··· 元の文書 ···
知的障害の子供への音楽の効果について-音楽療法の文献から-

日頃インターネットで
検索をしていると
音楽って本当に
自分の子供に効果があるんだろうか?
と疑問に思うパパさんママさんは
多いようです.

今日は
音楽療法の文献を元に
ひとつケースを取り上げて
知的障害の子供に
音楽療法が有効だった事例について
見てみたいと思います.

音楽の効果について
気になる方は

ぜひ最後まで
お読みください.

知的障害の子供への音楽の効果について-音楽療法の文献から-

それでは、行ってみましょう!

まずは今日の
一曲からですね!

【和風フリーBGM】望郷(Nostalgia)【琴・エレピ・和風・故郷・個展・会場BGM・和室】

さて3月も進んできましたね.
いよいよ来週に東京遠征を
控えていますが

今日は音楽療法の文献を
ご紹介したいと思います.

以前から少し
本を読んでいるというおはなしを
していました.

こちらの
レスリー・バンドという方の
「音楽療法-ことばを超えた対話-」
··· 提示項目 ···
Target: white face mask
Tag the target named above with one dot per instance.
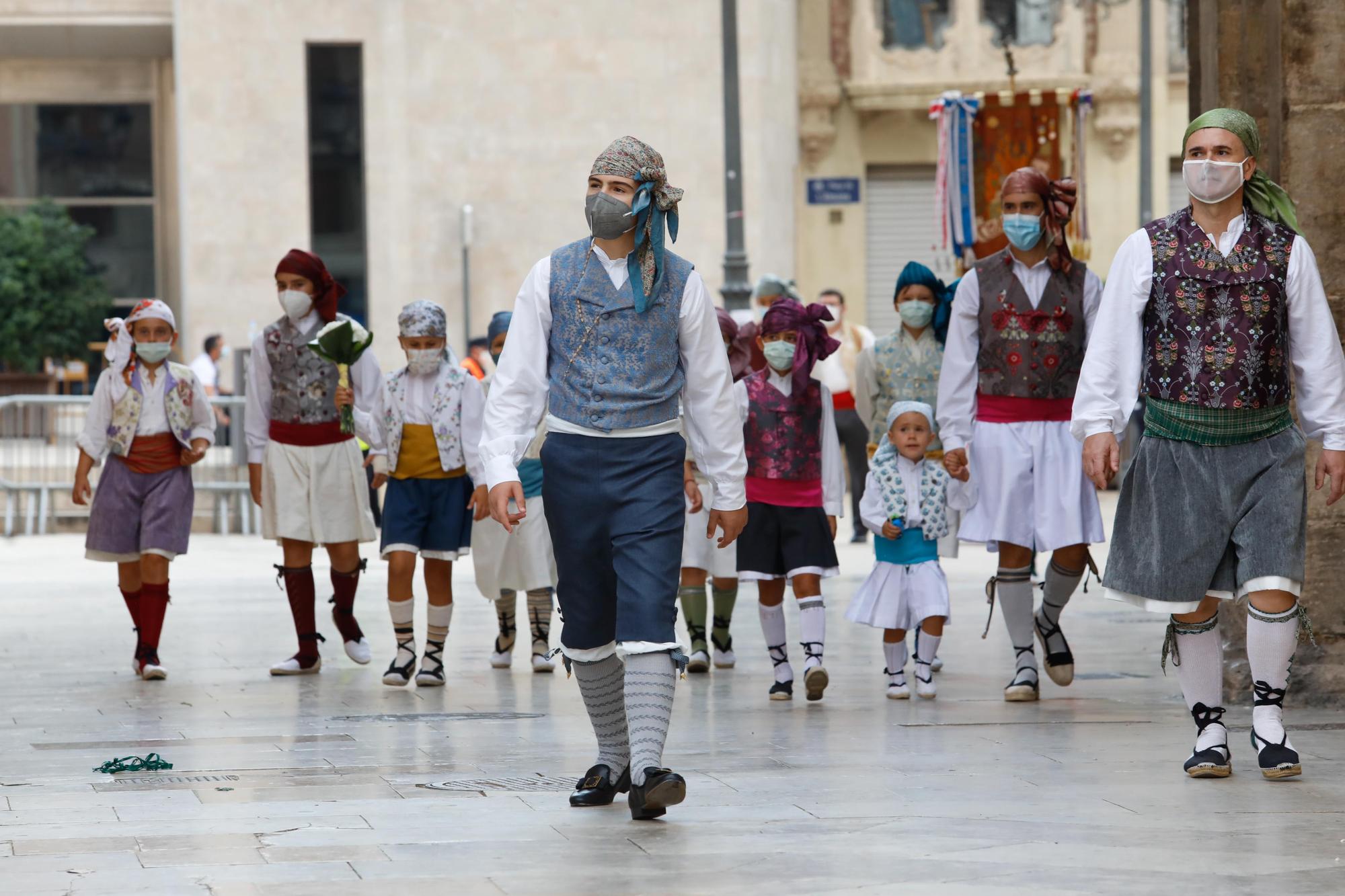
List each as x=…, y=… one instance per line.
x=424, y=361
x=1210, y=181
x=297, y=304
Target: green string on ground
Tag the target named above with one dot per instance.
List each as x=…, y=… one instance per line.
x=154, y=762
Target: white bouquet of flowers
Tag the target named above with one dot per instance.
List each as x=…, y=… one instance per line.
x=342, y=342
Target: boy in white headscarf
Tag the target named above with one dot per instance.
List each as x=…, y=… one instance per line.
x=153, y=419
x=428, y=417
x=906, y=505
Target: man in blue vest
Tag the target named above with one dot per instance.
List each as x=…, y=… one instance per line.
x=610, y=334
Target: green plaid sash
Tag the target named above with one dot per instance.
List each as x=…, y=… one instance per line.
x=1214, y=425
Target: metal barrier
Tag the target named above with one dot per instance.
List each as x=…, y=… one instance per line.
x=38, y=458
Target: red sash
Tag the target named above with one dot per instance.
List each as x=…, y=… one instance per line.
x=309, y=435
x=154, y=454
x=1011, y=409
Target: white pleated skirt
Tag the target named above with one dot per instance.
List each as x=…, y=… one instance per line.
x=900, y=595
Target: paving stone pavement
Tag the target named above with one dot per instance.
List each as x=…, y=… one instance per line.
x=315, y=786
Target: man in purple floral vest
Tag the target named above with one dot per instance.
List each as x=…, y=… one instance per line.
x=1204, y=315
x=1016, y=339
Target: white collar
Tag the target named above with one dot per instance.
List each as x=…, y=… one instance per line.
x=606, y=260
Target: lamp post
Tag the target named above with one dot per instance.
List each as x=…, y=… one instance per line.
x=736, y=287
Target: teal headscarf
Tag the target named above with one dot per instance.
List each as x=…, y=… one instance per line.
x=1266, y=197
x=654, y=206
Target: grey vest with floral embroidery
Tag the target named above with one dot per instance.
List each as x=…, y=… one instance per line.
x=1026, y=352
x=303, y=386
x=1217, y=330
x=611, y=368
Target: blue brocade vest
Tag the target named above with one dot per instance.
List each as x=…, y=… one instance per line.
x=611, y=368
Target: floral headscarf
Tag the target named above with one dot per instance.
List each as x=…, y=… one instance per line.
x=654, y=206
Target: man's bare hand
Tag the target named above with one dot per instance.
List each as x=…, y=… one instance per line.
x=1102, y=458
x=500, y=498
x=731, y=521
x=956, y=462
x=1332, y=464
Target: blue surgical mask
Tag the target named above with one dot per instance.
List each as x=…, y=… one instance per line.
x=153, y=352
x=1024, y=232
x=915, y=313
x=779, y=354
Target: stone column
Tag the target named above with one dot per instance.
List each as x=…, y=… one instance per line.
x=1284, y=61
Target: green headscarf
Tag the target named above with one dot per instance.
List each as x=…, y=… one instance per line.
x=1266, y=197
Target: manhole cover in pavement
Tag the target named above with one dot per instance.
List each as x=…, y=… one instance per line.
x=440, y=717
x=514, y=784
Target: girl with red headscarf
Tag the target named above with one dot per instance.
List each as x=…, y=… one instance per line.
x=796, y=486
x=306, y=474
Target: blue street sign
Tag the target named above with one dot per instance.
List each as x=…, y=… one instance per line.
x=833, y=192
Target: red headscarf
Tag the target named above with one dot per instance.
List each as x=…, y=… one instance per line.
x=306, y=264
x=740, y=353
x=814, y=343
x=1059, y=197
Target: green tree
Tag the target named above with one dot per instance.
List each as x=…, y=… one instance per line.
x=52, y=298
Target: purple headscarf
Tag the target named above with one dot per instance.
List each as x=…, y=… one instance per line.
x=740, y=354
x=814, y=343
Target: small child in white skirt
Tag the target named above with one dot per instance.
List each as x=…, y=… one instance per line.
x=906, y=503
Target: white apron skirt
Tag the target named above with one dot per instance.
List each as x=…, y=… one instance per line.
x=1032, y=487
x=900, y=595
x=523, y=561
x=315, y=493
x=704, y=553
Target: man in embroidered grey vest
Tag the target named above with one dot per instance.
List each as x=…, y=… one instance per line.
x=1206, y=311
x=1020, y=322
x=609, y=334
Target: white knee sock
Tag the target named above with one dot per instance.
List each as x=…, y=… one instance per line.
x=926, y=650
x=436, y=631
x=505, y=606
x=896, y=657
x=1061, y=587
x=404, y=627
x=1198, y=653
x=650, y=681
x=773, y=628
x=1015, y=592
x=603, y=688
x=1272, y=639
x=813, y=630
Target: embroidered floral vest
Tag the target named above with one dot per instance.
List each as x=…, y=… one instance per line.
x=610, y=366
x=934, y=490
x=446, y=413
x=783, y=434
x=1217, y=329
x=905, y=374
x=1030, y=353
x=302, y=384
x=180, y=395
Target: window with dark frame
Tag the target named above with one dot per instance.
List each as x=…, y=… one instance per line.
x=98, y=162
x=337, y=169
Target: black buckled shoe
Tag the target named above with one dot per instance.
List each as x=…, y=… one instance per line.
x=597, y=787
x=1061, y=665
x=662, y=787
x=1217, y=759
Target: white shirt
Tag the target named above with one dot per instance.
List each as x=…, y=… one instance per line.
x=833, y=474
x=416, y=411
x=1114, y=365
x=154, y=419
x=520, y=388
x=961, y=495
x=836, y=372
x=958, y=377
x=367, y=380
x=208, y=374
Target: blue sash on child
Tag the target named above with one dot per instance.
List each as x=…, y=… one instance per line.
x=913, y=548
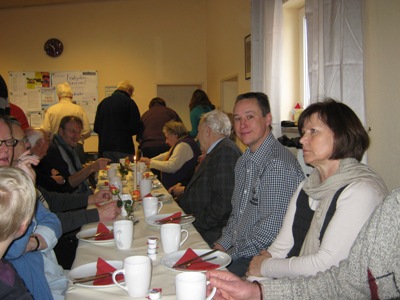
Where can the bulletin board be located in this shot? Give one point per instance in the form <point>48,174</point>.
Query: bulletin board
<point>35,91</point>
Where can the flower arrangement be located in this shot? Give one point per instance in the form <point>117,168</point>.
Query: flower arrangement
<point>127,205</point>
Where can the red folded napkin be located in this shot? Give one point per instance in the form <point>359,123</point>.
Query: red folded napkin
<point>175,215</point>
<point>106,234</point>
<point>104,267</point>
<point>203,265</point>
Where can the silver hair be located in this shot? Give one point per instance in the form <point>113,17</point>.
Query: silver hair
<point>218,121</point>
<point>34,134</point>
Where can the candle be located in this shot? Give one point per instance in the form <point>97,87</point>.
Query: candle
<point>134,173</point>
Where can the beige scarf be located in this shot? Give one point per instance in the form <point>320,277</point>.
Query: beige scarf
<point>349,171</point>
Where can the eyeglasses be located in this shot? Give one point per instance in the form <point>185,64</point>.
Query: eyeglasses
<point>23,140</point>
<point>9,142</point>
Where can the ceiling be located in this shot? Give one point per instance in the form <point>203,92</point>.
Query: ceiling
<point>4,4</point>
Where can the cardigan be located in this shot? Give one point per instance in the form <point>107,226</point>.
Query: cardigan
<point>372,270</point>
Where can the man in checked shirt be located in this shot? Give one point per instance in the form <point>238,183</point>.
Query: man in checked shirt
<point>266,176</point>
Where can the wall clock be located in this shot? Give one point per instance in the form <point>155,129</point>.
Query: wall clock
<point>53,47</point>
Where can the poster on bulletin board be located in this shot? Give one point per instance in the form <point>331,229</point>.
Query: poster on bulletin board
<point>35,91</point>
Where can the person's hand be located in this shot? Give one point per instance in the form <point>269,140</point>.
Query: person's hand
<point>100,164</point>
<point>25,162</point>
<point>100,196</point>
<point>255,264</point>
<point>219,247</point>
<point>176,190</point>
<point>146,160</point>
<point>109,211</point>
<point>231,287</point>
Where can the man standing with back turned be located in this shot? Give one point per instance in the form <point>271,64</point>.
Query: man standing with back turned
<point>117,120</point>
<point>266,176</point>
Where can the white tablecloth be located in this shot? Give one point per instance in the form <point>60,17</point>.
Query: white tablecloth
<point>161,276</point>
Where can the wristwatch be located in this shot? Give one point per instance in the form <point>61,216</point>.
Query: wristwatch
<point>37,242</point>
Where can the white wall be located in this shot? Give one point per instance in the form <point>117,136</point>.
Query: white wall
<point>382,87</point>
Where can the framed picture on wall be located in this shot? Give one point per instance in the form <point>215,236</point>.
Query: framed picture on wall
<point>247,57</point>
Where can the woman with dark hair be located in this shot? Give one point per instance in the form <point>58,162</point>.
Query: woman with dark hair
<point>179,163</point>
<point>151,137</point>
<point>199,104</point>
<point>330,207</point>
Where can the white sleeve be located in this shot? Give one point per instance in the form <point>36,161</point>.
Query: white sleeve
<point>182,153</point>
<point>354,206</point>
<point>48,235</point>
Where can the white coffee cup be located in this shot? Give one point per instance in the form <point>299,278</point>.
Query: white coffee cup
<point>114,166</point>
<point>192,285</point>
<point>141,166</point>
<point>145,186</point>
<point>125,198</point>
<point>111,173</point>
<point>123,234</point>
<point>137,273</point>
<point>171,237</point>
<point>151,206</point>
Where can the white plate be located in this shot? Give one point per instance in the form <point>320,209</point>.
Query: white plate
<point>152,220</point>
<point>223,259</point>
<point>162,197</point>
<point>92,231</point>
<point>90,270</point>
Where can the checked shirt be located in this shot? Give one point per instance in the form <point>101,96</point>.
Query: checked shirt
<point>264,183</point>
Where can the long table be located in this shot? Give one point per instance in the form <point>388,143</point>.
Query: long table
<point>161,276</point>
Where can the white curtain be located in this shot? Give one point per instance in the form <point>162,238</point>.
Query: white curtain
<point>335,52</point>
<point>266,53</point>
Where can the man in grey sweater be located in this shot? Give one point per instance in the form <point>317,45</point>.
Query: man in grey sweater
<point>372,270</point>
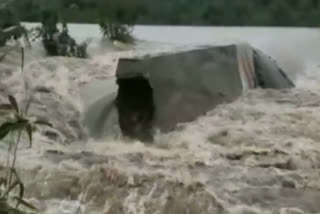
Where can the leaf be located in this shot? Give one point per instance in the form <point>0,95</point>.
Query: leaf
<point>22,58</point>
<point>29,132</point>
<point>11,187</point>
<point>6,107</point>
<point>21,186</point>
<point>43,123</point>
<point>14,103</point>
<point>5,129</point>
<point>25,203</point>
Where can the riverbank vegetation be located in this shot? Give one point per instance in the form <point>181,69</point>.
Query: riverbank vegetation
<point>185,12</point>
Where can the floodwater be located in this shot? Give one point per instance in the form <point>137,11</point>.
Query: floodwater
<point>260,154</point>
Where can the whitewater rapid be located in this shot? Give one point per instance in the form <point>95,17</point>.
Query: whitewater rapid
<point>260,154</point>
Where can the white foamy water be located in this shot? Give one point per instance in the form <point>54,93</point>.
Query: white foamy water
<point>260,154</point>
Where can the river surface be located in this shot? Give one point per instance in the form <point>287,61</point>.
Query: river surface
<point>260,154</point>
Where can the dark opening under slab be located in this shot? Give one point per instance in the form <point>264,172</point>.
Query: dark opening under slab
<point>135,108</point>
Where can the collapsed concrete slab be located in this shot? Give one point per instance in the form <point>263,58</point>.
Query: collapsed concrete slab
<point>161,91</point>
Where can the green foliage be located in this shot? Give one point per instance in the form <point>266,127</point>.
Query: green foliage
<point>117,32</point>
<point>16,123</point>
<point>186,12</point>
<point>116,19</point>
<point>56,42</point>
···
• 作業内容 A:
音楽療法の記事で、書き手が来週に控えているとしているのは何か。
• 作業内容 B:
音楽療法の記事の続きを、最後に示された部分のあとから書き進めよ。
上の項目は音楽療法の記事とは関係がない。

• 作業結果 A:
東京遠征。

• 作業結果 B:
という本になります.

音楽について
子育て世代のパパママさんが
気になるのかなというのは
本当に音楽が子供に効果があるのか?
ということかなと思います.

こちらの効果の部分については
スピリチュアルなものや
なんとなくの主観的な文章は
たくさんあるのかなと思いますが

客観的に議論されたものや
学術的な分野からの知見というのは
少ないように感じています.

そういった部分を考慮して
今日はイギリスの音楽療法の
専門家の方の書かれた本を
ご紹介します.

イギリスでは音楽療法は
知的障害や精神障害の方を対象としたものから
はじまった歴史があるそうです.

今日は
本に書かれている
ジョンのケースについて
ご紹介します.

ジョンのケースは
少し長くなりますが
本から引用させていただきますね.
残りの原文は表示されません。